● **Liste des tâches**
a – D'après la préface, en qui Arthur Rimbaud eut-il son premier disciple ?
b – Relevez dans la préface tous les maux dont il faut se préparer à souffrir plus que l'aimé lui-même.
c – Recopiez la préface, s'il vous plaît, de "Mais quelle épreuve" à "heurté par eux.".

● **Préface**
☆ ☆ ☆ ☆ ☆ ☆ ☆

PRÉFACE 17
Il est des humains en qui souffle l’esprit et par qui il se répand. On sait qu’Arthur Rimbaud était de ceux-là. Dans sa petite sœur, il eut pour ainsi dire, son premier disciple ; par elle, dès l’enfance, il fut prophète dans son propre milieu.
Mais quelle épreuve d’aimer un être extraordinaire, et comme un cœur médiocre n’y suffirait point ! Il y faut, plus qu’en tout autre amour, renoncer à soi-même, s’effacer, n’exister plus que par l’élu. Il y faut se préparer à souffrir plus que l’aimé lui-même de l’incompréhension qu’il rencontrera, des déboires qui jalonneront sa route, des jalousies et des malveillances qui l’accompagneront. Il y faut s’attendre à souffrir par lui aussi, car il ne saura pas se plier à l’existence telle que le siècle la comprend, il ignorera les règles qui ligotent et les habitudes sur quoi se fonde une vie tranquille, il heurtera les autres comme il sera heurté par eux.

☆ ☆ ☆ ☆ ☆ ☆ ☆

● **Extraits de données**
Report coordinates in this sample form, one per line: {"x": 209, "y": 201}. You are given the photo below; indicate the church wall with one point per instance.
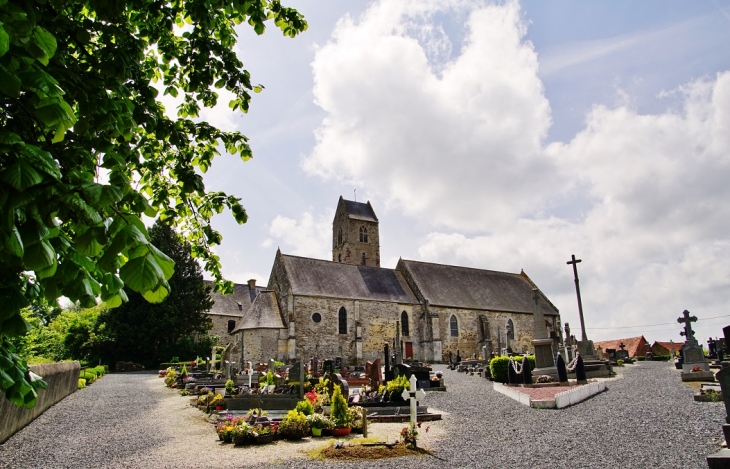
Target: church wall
{"x": 220, "y": 327}
{"x": 377, "y": 321}
{"x": 468, "y": 326}
{"x": 259, "y": 345}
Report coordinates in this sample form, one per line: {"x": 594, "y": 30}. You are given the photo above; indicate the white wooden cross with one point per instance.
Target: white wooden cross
{"x": 413, "y": 395}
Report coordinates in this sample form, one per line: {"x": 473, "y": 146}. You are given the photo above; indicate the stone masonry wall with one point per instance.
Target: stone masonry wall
{"x": 376, "y": 319}
{"x": 468, "y": 324}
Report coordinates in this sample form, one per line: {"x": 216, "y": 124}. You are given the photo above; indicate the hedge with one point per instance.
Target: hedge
{"x": 498, "y": 366}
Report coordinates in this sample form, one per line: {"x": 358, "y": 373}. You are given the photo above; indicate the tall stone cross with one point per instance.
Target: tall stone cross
{"x": 575, "y": 262}
{"x": 687, "y": 320}
{"x": 413, "y": 395}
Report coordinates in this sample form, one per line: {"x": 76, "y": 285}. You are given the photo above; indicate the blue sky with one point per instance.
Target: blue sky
{"x": 504, "y": 136}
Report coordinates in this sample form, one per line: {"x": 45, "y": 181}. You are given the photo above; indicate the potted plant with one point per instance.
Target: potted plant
{"x": 218, "y": 402}
{"x": 293, "y": 426}
{"x": 263, "y": 434}
{"x": 341, "y": 417}
{"x": 318, "y": 422}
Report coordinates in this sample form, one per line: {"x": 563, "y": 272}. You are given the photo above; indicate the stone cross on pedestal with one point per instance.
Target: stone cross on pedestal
{"x": 413, "y": 395}
{"x": 687, "y": 320}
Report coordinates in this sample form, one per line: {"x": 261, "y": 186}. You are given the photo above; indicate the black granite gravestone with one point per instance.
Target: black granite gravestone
{"x": 562, "y": 370}
{"x": 526, "y": 371}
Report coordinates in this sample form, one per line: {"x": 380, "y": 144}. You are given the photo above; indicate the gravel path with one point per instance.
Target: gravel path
{"x": 647, "y": 418}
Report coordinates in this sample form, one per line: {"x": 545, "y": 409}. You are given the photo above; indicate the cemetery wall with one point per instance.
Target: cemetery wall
{"x": 376, "y": 319}
{"x": 468, "y": 326}
{"x": 259, "y": 345}
{"x": 62, "y": 379}
{"x": 220, "y": 327}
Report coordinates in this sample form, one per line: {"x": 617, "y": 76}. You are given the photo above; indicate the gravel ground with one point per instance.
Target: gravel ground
{"x": 647, "y": 418}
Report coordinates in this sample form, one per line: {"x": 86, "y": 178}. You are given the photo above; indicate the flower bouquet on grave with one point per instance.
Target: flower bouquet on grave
{"x": 242, "y": 434}
{"x": 318, "y": 422}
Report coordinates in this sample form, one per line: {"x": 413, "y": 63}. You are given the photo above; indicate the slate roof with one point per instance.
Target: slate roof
{"x": 235, "y": 304}
{"x": 315, "y": 277}
{"x": 360, "y": 211}
{"x": 634, "y": 345}
{"x": 468, "y": 288}
{"x": 263, "y": 314}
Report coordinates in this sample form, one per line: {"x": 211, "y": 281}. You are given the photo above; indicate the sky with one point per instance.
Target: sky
{"x": 504, "y": 136}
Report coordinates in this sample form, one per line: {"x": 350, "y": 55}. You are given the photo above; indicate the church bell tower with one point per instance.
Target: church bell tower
{"x": 355, "y": 235}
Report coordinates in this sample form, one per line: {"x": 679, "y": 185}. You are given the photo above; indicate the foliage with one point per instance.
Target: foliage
{"x": 340, "y": 415}
{"x": 409, "y": 435}
{"x": 398, "y": 385}
{"x": 498, "y": 366}
{"x": 294, "y": 426}
{"x": 151, "y": 333}
{"x": 319, "y": 421}
{"x": 86, "y": 149}
{"x": 305, "y": 407}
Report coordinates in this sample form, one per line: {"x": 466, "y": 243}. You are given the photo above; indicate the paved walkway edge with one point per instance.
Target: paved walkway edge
{"x": 564, "y": 399}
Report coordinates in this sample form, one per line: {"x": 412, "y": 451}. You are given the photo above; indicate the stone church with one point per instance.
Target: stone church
{"x": 351, "y": 307}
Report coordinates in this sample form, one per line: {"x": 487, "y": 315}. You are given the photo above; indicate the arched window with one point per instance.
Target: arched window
{"x": 454, "y": 326}
{"x": 342, "y": 321}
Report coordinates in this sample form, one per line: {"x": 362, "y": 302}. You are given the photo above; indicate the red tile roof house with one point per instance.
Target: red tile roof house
{"x": 636, "y": 346}
{"x": 665, "y": 348}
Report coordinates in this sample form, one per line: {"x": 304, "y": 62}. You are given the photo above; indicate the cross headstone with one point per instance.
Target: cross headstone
{"x": 413, "y": 395}
{"x": 687, "y": 320}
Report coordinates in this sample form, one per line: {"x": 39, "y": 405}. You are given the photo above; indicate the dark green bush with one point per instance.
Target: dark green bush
{"x": 498, "y": 366}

☆ ☆ ☆ ☆ ☆ ☆ ☆

● **Réponses de l'exercice**
a – En sa petite sœur.

b –
- L'incompréhension qu'il rencontrera
- Les déboires qui jalonneront sa route
- Les jalousies qui l'accompagneront
- Les malveillances qui l'accompagneront

c –
Mais quelle épreuve d’aimer un être extraordinaire, et comme un cœur médiocre n’y suffirait point ! Il y faut, plus qu’en tout autre amour, renoncer à soi-même, s’effacer, n’exister plus que par l’élu. Il y faut se préparer à souffrir plus que l’aimé lui-même de l’incompréhension qu’il rencontrera, des déboires qui jalonneront sa route, des jalousies et des malveillances qui l’accompagneront. Il y faut s’attendre à souffrir par lui aussi, car il ne saura pas se plier à l’existence telle que le siècle la comprend, il ignorera les règles qui ligotent et les habitudes sur quoi se fonde une vie tranquille, il heurtera les autres comme il sera heurté par eux.